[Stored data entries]
=-=-=-=-=

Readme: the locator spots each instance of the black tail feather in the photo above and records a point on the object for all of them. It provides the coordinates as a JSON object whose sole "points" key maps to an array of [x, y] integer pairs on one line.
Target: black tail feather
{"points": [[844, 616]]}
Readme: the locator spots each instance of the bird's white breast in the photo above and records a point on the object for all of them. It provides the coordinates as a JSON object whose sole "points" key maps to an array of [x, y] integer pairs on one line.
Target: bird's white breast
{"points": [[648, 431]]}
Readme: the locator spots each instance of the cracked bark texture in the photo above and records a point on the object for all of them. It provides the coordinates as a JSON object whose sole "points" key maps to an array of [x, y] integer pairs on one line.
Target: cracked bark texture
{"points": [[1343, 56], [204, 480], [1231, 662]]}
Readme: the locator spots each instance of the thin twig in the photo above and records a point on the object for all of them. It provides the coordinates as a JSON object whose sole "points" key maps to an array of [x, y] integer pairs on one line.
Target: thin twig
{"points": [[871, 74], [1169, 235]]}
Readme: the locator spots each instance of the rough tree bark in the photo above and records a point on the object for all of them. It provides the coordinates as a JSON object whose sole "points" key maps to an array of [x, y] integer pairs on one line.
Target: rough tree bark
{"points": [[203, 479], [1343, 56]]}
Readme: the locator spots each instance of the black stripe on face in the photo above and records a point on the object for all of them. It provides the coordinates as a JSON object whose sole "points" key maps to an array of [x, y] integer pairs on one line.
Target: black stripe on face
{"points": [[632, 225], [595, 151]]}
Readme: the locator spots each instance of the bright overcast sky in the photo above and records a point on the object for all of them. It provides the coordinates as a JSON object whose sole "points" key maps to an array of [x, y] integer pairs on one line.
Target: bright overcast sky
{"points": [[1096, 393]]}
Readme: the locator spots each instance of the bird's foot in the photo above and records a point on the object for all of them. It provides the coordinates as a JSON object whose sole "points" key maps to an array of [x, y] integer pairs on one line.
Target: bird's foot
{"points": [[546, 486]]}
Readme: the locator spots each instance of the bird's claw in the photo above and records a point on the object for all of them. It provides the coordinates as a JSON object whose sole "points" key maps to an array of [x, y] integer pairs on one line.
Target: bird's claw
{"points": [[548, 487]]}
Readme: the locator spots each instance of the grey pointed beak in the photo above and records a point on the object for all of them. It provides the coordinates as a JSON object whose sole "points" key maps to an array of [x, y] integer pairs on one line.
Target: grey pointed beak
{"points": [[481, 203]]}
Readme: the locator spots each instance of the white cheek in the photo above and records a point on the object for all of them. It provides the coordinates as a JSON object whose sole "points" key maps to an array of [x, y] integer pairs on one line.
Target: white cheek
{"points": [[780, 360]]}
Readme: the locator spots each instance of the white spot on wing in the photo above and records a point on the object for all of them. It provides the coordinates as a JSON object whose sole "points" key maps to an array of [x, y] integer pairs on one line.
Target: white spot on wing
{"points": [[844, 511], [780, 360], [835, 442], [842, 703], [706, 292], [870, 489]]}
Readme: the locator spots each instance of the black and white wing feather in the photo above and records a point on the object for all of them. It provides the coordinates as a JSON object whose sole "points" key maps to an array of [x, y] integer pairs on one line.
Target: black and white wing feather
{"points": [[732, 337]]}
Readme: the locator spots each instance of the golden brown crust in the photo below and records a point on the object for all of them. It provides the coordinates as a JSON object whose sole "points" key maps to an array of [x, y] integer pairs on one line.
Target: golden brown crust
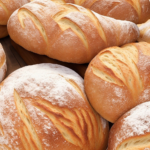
{"points": [[117, 79], [3, 66], [137, 11], [46, 108], [67, 32], [3, 31], [144, 32], [7, 7], [131, 131]]}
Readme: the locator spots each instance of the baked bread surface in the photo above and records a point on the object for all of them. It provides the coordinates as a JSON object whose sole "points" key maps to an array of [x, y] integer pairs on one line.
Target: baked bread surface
{"points": [[137, 11], [7, 7], [44, 107], [3, 31], [132, 130], [117, 79], [3, 66], [67, 32], [144, 32]]}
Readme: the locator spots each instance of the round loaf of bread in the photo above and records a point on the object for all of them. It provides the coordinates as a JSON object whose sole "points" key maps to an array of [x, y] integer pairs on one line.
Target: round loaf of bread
{"points": [[144, 32], [117, 79], [132, 130], [3, 66], [7, 7], [44, 107], [3, 31]]}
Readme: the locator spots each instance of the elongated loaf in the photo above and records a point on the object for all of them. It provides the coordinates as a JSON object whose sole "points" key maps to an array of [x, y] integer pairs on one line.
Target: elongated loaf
{"points": [[44, 107], [117, 79], [7, 7], [3, 66], [137, 11], [144, 32], [67, 32], [3, 31], [132, 130]]}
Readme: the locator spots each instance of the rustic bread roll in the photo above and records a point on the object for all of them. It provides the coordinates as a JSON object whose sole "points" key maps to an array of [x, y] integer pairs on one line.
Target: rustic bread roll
{"points": [[7, 7], [117, 79], [144, 32], [44, 107], [67, 32], [3, 31], [132, 130], [3, 66], [137, 11]]}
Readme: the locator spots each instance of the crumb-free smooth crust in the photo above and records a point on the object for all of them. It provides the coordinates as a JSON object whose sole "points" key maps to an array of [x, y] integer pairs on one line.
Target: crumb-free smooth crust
{"points": [[132, 130], [144, 32], [137, 11], [3, 66], [7, 7], [3, 31], [117, 79], [44, 107], [67, 32]]}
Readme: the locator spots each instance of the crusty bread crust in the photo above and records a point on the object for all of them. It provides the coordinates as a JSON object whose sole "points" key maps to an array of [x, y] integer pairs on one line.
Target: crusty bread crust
{"points": [[137, 11], [3, 31], [132, 130], [67, 32], [7, 7], [117, 79], [44, 107], [3, 66], [144, 32]]}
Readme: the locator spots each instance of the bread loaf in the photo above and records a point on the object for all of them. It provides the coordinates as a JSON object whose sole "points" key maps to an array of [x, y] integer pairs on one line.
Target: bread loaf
{"points": [[144, 32], [3, 31], [132, 130], [44, 107], [117, 79], [137, 11], [3, 66], [67, 32]]}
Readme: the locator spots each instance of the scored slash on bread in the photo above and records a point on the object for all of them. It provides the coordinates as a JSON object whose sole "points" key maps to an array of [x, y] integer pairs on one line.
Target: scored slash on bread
{"points": [[117, 79], [48, 109], [67, 32], [137, 11]]}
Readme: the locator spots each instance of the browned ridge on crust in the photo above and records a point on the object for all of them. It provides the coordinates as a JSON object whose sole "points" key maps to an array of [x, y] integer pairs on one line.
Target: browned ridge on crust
{"points": [[137, 11], [144, 32], [3, 66], [45, 107], [67, 32], [117, 79], [131, 131], [7, 7], [3, 31]]}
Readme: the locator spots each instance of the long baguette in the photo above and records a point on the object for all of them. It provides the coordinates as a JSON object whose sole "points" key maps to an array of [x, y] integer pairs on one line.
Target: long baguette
{"points": [[67, 32], [137, 11]]}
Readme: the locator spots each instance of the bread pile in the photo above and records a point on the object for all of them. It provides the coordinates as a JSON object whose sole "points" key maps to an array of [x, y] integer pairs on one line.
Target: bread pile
{"points": [[7, 7], [49, 106], [45, 107]]}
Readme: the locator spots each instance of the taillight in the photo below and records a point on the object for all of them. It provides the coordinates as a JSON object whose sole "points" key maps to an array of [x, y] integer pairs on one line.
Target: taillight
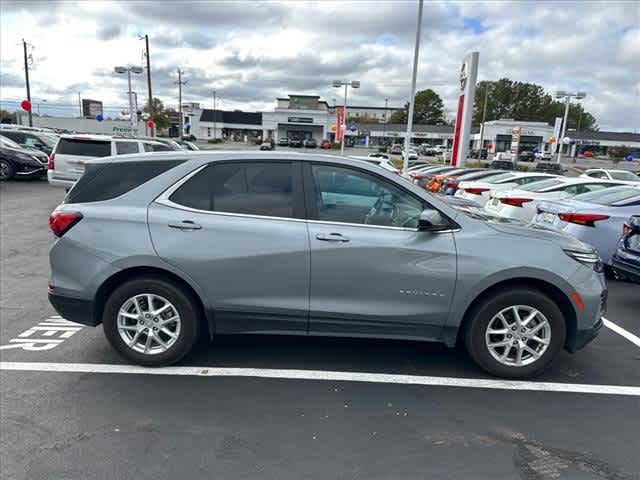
{"points": [[587, 219], [61, 222], [476, 190], [515, 201]]}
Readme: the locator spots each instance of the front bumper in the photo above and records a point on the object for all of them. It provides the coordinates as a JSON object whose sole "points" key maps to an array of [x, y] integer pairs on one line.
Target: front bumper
{"points": [[74, 309]]}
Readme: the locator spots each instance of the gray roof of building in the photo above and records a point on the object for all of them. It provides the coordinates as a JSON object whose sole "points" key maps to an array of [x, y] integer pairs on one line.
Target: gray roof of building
{"points": [[612, 136]]}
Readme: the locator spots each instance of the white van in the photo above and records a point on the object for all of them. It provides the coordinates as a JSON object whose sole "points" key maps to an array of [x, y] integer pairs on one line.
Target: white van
{"points": [[66, 162]]}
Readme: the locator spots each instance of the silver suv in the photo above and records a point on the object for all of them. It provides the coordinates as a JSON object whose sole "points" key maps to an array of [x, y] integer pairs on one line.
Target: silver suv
{"points": [[163, 248]]}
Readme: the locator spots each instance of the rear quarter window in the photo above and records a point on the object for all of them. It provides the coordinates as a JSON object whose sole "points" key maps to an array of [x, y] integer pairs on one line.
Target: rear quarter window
{"points": [[84, 148], [107, 181]]}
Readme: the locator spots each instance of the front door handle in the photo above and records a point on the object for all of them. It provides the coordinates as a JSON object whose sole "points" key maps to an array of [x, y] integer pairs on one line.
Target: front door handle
{"points": [[185, 225], [332, 237]]}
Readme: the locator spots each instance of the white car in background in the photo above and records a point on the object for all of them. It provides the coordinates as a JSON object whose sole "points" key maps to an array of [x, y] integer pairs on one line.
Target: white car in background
{"points": [[413, 155], [479, 191], [381, 162], [609, 174], [522, 203], [73, 151]]}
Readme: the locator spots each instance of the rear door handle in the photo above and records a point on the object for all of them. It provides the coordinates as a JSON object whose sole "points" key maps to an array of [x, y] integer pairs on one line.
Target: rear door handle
{"points": [[332, 237], [185, 225]]}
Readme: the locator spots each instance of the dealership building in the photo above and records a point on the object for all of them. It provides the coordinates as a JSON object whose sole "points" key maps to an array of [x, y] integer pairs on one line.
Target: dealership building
{"points": [[308, 116]]}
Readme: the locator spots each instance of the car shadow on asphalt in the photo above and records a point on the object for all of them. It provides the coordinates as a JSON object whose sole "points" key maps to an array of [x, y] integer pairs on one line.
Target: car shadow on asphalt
{"points": [[330, 353]]}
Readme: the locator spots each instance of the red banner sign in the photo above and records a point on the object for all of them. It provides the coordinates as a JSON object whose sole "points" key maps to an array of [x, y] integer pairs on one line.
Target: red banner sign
{"points": [[339, 123]]}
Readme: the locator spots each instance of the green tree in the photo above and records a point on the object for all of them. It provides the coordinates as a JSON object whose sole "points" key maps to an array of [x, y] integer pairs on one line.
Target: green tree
{"points": [[159, 114], [7, 117], [428, 109], [526, 101]]}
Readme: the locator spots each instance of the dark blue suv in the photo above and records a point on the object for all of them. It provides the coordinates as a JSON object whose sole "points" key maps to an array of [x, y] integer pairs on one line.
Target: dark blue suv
{"points": [[626, 260]]}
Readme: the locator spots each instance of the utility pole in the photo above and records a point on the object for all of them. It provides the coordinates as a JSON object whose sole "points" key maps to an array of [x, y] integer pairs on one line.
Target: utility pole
{"points": [[407, 138], [180, 120], [151, 112], [214, 114], [484, 116], [26, 78]]}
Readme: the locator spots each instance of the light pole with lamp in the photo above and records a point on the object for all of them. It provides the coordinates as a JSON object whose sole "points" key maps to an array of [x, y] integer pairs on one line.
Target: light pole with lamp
{"points": [[567, 96], [346, 84], [129, 70]]}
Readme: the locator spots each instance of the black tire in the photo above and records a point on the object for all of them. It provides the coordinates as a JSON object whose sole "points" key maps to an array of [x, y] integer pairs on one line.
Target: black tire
{"points": [[7, 170], [185, 304], [475, 328]]}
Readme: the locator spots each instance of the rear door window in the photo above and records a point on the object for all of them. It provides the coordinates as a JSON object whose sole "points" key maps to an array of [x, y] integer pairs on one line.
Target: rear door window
{"points": [[123, 148], [84, 148], [260, 188], [106, 181]]}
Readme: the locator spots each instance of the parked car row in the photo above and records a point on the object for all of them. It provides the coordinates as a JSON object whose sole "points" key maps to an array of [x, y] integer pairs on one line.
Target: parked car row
{"points": [[594, 208], [33, 153]]}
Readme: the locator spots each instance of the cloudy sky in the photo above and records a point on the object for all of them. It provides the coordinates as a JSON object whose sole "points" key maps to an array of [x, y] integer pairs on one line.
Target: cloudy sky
{"points": [[253, 52]]}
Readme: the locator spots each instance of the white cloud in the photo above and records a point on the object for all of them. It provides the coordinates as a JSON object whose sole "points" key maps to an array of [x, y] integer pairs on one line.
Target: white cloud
{"points": [[252, 53]]}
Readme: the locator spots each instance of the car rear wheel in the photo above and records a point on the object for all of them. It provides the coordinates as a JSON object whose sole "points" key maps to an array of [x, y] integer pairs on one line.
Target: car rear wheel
{"points": [[151, 322], [7, 171], [516, 333]]}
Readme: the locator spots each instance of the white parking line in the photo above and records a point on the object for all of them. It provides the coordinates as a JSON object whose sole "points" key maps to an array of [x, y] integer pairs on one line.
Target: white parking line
{"points": [[621, 331], [321, 375]]}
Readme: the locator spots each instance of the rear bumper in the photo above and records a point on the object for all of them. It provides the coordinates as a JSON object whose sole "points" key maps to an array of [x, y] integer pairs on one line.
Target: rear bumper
{"points": [[625, 268], [584, 336], [58, 182], [74, 309]]}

=-=-=-=-=

TASK ITEM:
Copy over exactly the lines above from the one with "Target: white cloud" to the last, both included, and no others.

ANSWER TO THIS TASK:
Target: white cloud
{"points": [[252, 53]]}
Readme: the locator spots each instance of the car rear wheel in the photo above and records a point on the object for all of them. It provides the coordinates as a JSON object whose sole "points" key maps to an array of [x, y] integer pairs on one line.
Target: car rear wheel
{"points": [[151, 322], [7, 171], [516, 333]]}
Readme: the locator spots each instance of the white parking line in the photo above and records a point on the object for all of them. It provides the coordinates as a JSON object whose sole "points" key maps to an array of [x, y] integer pairs on one line.
Target: white parking line
{"points": [[621, 331], [321, 375]]}
Readme: the locator spots each instance of the rear bumper in the photo above and records a point on the object for all of them. It provides the coordinates as a JSON object whose sole "points" key maps to an array of [x, y] integer pairs on one line.
Target: rear bumper
{"points": [[625, 268], [584, 336], [58, 182], [74, 309]]}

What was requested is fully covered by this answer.